Activity list >>
1. In the OceanBase AI Workshop text, how many dimensions do the vectors from Tongyi Qianwen's text-embedding-v3 model have?
2. Continue the OceanBase AI Workshop text from the point where it stops.

Selected extract >>
· · · · · · ·

Skip to content

ChatBot, show how to implement a RAG based on OceanBase or OceanBase seekdb AI capabilities escpecailly hybrid search and AI embedding.

License

Notifications You must be signed in to change notification settings

ob-labs/ChatBot

OceanBase AI Workshop

中文版

Introduction

In this workshop, we will build a RAG chatbot that answers questions related to OceanBase documentation. It uses open-source OceanBase documentation repositories as multi-modal data sources, converting documents into vectors and structured data stored in OceanBase. When users ask questions, the chatbot converts their questions into vectors and performs vector retrieval in the database. By combining the retrieved document content with the user's questions, it leverages Tongyi Qianwen's large language model capabilities to provide more accurate answers.

Components

The chatbot consists of the following components:

  1. A text embedding service that converts documents into vectors, using Tongyi Qianwen's embedding API
  2. A database that provides storage and query capabilities for document vectors and other structured data, using OceanBase 4.3.5
  3. Several LLM agents that analyze user questions and generate answers based on retrieved documents and questions, built with Tongyi Qianwen's large model capabilities
  4. A chat interface for user interaction, built with Streamlit

Interaction Flow

RAG Flow

  1. User inputs a question in the Web interface and sends it to the chatbot
  2. The chatbot converts the user's question into a vector using a text embedding model
  3. Uses the vector converted from the user's question as input to retrieve the most similar vectors in OceanBase
  4. OceanBase returns the most similar vectors and their corresponding document content
  5. The chatbot sends the user's question and retrieved documents to the large language model and requests it to generate an answer
  6. The large language model returns the answer in chunks, streaming fashion
  7. The chatbot displays the received answer in chunks, streaming fashion on the Web interface, completing one round of Q&A

Concepts

What is Text Embedding?

Text embedding is a technique that converts text into numerical vectors. These vectors can capture the semantic information of text, enabling computers to "understand" and process the meaning of text. Specifically:

  • Text embedding maps words or sentences to points in a high-dimensional vector space
  • In this vector space, semantically similar texts are mapped to nearby locations
  • Vectors typically consist of hundreds of numbers (e.g., 512 dimensions, 1024 dimensions)
  • Vector similarity can be calculated using mathematical methods (e.g., cosine similarity)
  • Common text embedding models include Word2Vec, BERT, BGE, etc.

In this project, we use Tongyi Qianwen's text embedding model to generate vector representations of documents, which will be stored in OceanBase database for subsequent similarity retrieval.

For example, when using an embedding model to convert "apple", "banana", and "orange" into 4-dimensional vectors, their vector representations might look like the diagram below. Note that we reduced the vector dimensions to 4 for easier visualization - in practice, text embedding vectors usually have hundreds or thousands of dimensions. For instance, the text-embedding-v3 model we use from Tongyi Qianwen produces 1024-dimensional vectors.

Embedding Example

What is Vector Retrieval?

Vector retrieval is a technique for quickly finding the most similar vectors to a query vector in a vector database. Its key features include:

  • Search based on vector distance (e.g., Euclidean distance) or similarity (e.g., cosine similarity)

· · · · · · ·

Dataset content >>
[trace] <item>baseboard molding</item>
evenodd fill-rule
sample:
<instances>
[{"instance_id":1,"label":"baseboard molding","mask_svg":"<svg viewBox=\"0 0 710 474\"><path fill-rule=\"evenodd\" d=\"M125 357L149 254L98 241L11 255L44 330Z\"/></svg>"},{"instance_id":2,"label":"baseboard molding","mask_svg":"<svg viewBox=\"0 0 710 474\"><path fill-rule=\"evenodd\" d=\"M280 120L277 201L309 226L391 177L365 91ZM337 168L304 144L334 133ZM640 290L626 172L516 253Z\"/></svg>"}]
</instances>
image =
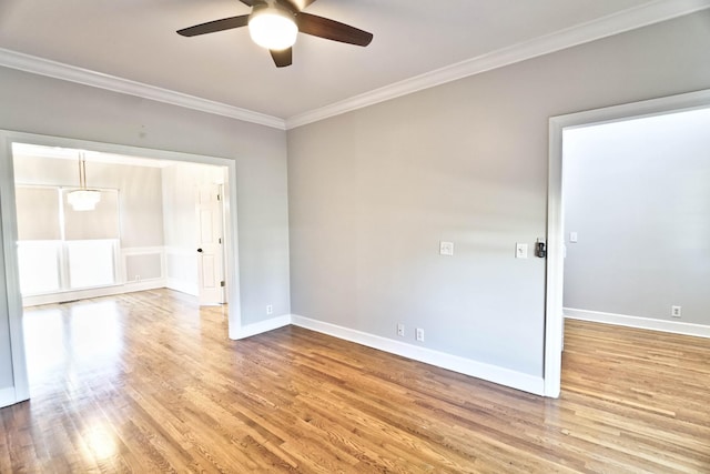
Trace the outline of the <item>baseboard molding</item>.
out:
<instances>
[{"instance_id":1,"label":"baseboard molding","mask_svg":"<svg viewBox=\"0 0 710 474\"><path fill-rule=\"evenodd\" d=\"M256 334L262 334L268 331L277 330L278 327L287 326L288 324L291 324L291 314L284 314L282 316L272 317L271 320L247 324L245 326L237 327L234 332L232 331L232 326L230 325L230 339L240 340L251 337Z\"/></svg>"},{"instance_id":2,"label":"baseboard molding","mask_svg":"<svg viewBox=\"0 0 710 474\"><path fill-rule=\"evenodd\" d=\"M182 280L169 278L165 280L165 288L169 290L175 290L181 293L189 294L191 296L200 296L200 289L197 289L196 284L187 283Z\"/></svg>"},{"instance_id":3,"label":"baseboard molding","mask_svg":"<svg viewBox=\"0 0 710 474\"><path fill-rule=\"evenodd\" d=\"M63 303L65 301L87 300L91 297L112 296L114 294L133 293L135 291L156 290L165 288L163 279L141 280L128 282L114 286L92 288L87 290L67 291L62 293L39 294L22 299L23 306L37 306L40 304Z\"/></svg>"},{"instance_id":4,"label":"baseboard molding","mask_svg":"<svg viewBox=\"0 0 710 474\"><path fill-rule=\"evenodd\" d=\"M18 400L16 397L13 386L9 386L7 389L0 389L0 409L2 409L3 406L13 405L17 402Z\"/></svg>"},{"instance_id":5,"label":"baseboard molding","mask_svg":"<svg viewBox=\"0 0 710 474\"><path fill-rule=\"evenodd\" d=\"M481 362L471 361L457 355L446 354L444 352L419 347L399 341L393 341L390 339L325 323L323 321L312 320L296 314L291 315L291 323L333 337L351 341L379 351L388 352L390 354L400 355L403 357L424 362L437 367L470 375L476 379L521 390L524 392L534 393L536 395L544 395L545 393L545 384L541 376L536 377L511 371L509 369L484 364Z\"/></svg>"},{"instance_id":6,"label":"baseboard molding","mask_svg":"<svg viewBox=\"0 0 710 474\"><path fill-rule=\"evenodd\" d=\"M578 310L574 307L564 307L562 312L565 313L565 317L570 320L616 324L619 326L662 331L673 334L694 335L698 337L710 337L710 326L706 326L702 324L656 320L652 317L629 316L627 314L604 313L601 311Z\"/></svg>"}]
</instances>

· · · · · · ·

Numbered answers >>
1. 1024 dimensions.

2.
  • Typically uses Approximate Nearest Neighbor (ANN) algorithms to improve retrieval efficiency
  • OceanBase 4.3.5 supports the HNSW algorithm, which is a high-performance ANN algorithm
  • ANN can quickly find the most similar results approximately from millions or even billions of vectors
  • Compared to traditional keyword search, vector retrieval better understands semantic similarity

OceanBase has added excellent support for "vector" as a data type in its relational database model, enabling efficient storage and retrieval of both vector data and conventional structured data in a single database. In this project, we use OceanBase's HNSW (Hierarchical Navigable Small World) vector index to implement efficient vector retrieval, helping us quickly find the most relevant document fragments for user questions.

If we use "Fuji" as a query text in an OceanBase database that already has embeddings for "apple", "banana", and "orange", we might get results like the diagram below, where the similarity between "apple" and "Fuji" is highest. (Assuming we use cosine similarity as the similarity measure)

Vector Search Example

What is RAG?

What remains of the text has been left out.